Text section
Oscillation Frequency and Spring Constant

[katdesutter]

Homework Statement

An automobile is supported by four wheels. These wheels are connected to the automobile by four springs. When six 68Kg teenagers get into the automobile, it settles closer to the road by 3.2 centimeters. What is the spring constant of each of the springs? If the automobile has a mass of 1400 Kg when empty, what would be its oscillation frequency when carrying this load of people.

Homework Equations

F=-kx
F=ma
w(omega)=sqrt(k/m)

The Attempt at a Solution

I assumed the springs are identical, the mass is equally distributed over the four springs, and springs are unextended when there are no passengers
For the first question: I first converted cm to m. (0.032m)
I then set -kx=ma
After plugging in my known values:
x=0.032m
m=408kg
g=9.8 N/m^2
I came up with a k value of 124950 N/m and then divided this number by 4 to get one spring's k constant.
Thus k=31238 N/m

I think I did the first part right? For the second question I didn't know what values to use in my equation. I am pretty sure that I use the equation w(omega)=sqrt(k/m)
I don't know if I am supposed to use the k constant for only one spring or if I am supposed to use the total k constant. I know the mass will be 1808kg.

 

[eladtan]

The force the car feels is the total force from all of the four springs. If you write down Newton's second law:

m\ddot{x}=-4kx

From this equation it is obvious that the relevant frequency is \omega=\sqrt{4k/m}

 

[squarks]

Or divide the mass by four, since the mass is distributed equally to each of the spring (i.e. the same reasoning as your first part)

Provided material
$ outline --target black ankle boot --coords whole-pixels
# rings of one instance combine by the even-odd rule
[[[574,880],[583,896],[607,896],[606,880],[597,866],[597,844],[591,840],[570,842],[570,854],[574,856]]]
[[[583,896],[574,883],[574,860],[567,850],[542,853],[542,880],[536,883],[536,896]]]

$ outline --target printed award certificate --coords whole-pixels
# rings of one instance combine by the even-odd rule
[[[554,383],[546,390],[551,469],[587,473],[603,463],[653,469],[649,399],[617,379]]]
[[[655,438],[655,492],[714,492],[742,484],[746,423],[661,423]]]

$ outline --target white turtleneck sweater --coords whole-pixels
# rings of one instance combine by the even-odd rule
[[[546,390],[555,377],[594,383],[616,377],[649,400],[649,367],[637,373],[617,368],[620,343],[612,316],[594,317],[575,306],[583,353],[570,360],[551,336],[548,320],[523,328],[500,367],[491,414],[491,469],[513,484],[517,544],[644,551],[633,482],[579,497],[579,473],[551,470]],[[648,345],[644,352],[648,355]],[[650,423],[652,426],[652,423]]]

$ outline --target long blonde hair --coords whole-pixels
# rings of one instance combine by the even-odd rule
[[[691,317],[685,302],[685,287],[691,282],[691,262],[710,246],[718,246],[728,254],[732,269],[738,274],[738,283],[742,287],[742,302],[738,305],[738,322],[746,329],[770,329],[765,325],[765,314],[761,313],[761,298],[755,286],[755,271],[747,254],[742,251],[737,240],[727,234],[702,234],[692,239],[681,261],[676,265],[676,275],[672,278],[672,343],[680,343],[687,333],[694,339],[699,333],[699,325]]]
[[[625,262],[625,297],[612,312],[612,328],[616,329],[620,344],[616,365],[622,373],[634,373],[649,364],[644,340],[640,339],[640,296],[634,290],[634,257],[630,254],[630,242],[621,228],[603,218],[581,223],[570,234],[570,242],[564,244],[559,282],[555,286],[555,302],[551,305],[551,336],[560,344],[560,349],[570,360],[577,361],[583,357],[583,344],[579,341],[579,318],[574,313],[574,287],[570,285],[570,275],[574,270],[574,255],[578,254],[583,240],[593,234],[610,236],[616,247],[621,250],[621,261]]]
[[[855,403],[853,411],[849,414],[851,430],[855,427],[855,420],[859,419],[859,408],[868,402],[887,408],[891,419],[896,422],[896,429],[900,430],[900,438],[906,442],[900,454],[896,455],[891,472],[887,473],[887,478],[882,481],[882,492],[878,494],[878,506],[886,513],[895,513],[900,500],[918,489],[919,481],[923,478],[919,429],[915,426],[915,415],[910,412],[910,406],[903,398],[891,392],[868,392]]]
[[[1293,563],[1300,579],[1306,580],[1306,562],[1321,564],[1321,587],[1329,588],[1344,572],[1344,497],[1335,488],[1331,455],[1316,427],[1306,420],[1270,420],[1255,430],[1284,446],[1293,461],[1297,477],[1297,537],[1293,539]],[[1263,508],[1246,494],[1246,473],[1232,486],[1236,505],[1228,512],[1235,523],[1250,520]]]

The problem
List each assumption the original poster says they made in the car-spring thread's solution attempt.

Result of the task
- The springs are identical.
- The mass is equally distributed over the four springs.
- The springs are unextended when there are no passengers.